----- SUPPLIED PASSAGE

Does Charles have a kitchen in his house? Does he live in a house, or in a tiny apartment? Does he selfishly have off-spring?

14

There are so many valid arguments for cooking and eating at home, that I don't know where to begin my critique against this "news article". So I won't do that. Let's skip the beginning and go right to the end.

I've given thought to your argument and decided I really don't need a bathroom after all. What's your street address, Mudede? I'm coming over to your castle each time I want to take a dump. I'll show up at your place each time I need: a ride, to wash my clothes, to pop my pimples or use a computer. It just doesn't make sense to take all that upon myself does it?

16

Not all of us are so well-off that we can eat out three meals a day or so willing to live communally. Why not just advocate for dorms for the working poor? You get a bedroom (for now: we'll make those communal/require you to pay more for privacy later) and share the rest.

I get that private kitchens were once only for the rich: the "public house" was just that, a public space where you could entertain as at home, in a small space with food cooked on site, back when few urban residences had kitchens. And that made sense when stoves were wood-fired and water to be heated, etc. We have made some progress since.

----------
----- DATASET EXCERPTS

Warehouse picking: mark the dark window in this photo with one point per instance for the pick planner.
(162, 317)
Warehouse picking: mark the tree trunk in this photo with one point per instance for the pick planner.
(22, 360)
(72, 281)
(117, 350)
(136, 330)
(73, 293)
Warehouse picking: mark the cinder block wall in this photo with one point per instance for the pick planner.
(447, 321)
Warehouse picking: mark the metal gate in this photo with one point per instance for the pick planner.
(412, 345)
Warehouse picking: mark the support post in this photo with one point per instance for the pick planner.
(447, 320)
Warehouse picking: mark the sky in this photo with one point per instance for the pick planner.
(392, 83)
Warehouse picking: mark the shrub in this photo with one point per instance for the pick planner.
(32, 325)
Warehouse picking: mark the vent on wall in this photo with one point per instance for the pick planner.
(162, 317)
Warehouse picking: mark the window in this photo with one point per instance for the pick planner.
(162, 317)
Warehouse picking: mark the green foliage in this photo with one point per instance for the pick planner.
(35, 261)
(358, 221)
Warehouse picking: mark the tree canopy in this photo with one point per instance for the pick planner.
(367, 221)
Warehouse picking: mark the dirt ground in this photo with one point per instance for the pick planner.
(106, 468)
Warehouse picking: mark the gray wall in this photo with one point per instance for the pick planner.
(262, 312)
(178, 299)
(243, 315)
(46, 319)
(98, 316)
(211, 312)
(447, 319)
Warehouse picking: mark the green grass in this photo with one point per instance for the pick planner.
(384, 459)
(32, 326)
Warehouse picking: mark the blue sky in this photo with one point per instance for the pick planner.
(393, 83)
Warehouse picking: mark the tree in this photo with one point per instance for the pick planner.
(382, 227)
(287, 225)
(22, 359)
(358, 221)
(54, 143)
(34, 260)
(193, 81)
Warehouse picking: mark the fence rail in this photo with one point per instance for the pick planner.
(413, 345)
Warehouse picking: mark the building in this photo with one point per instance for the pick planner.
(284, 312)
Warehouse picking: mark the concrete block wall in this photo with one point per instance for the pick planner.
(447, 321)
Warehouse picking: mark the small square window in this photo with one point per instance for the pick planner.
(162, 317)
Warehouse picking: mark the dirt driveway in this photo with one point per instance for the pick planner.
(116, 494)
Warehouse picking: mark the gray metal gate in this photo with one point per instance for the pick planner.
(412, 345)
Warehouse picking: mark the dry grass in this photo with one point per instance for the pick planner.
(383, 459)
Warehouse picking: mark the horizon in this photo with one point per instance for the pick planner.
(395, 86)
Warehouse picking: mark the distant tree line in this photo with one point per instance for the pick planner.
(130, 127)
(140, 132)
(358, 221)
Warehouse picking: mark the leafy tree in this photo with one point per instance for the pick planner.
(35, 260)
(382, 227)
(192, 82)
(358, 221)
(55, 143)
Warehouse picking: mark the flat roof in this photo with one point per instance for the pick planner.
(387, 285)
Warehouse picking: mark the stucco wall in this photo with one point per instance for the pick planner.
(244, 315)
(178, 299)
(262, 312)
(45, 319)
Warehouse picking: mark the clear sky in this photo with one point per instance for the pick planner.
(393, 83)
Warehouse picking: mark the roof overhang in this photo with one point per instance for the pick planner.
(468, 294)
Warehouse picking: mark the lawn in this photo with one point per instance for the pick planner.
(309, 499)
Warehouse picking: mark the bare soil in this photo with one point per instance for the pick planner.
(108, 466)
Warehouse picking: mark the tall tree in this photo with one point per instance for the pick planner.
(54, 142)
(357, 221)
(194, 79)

----------

* TASKS TO CARRY OUT *
[A] Answer these questions from the comments on home kitchens:
(i) Whose street address does one commenter ask for?
(ii) What does one commenter suggest advocating for on behalf of the working poor?
(iii) What kind of fuel did stoves use back when few urban residences had kitchens?
[B] Write a continuation of the comments on home kitchens, starting right after their last sentence.
The items have nothing to do with the text.

* OUTPUTS IN ORDER *
[A]
(i) Mudede's
(ii) Dorms
(iii) Wood

[B]
Maybe it's time to rethink the urban kitchen with different appliances (do we need four burner stoves and home-sized refrierators?) so people can still opt for their own meals but not have to give up as much space.

Was this sponsored by the Seattle restaurant industry? The same geniuses who complain about raising wages while watching their employees rents go up and never making the connection? Not that I can afford to eat out so I'm not in a position to ask but maybe Charles can find time during one of his daily dining experiences to look into it.

17

If people want to live without a private kitchen that's great. If they don't but are forced to because of dismal economic conditions that's sad. It's disgusting to glorify poverty. When Billy boy Gates and Jeffy jerkoff Bezos share a kitchen and speak to its boundless glory, that's when I'll be a believer.

18

Mudede, the Ceausescu of the Pacific Northwest.

19

I live in a small 420 sqft condo and LOVE it. I've had big homes - what a hassle!

The biggest problem with small is the old men in suburbia fighting against it. I was told by a fat old man it is unsanitary! Exactly what do you mean? Of course, he was speechless.

20

Now that Mr. Vel-DuRay is retired, we have been considering perhaps selling Chez Vel-DuRay and buying a house (with a kitchen) someplace else, with me remaining in Seattle to serve out my remaining time with the utility. I've considered an apodment, and wouldn't have a problem with the small space, but I'd have to have a kitchen. My days of shared kitchens and all the nonsense that goes along with it are over, and there's no way I am going to dine out for every meal. It's expensive, and it's not healthy.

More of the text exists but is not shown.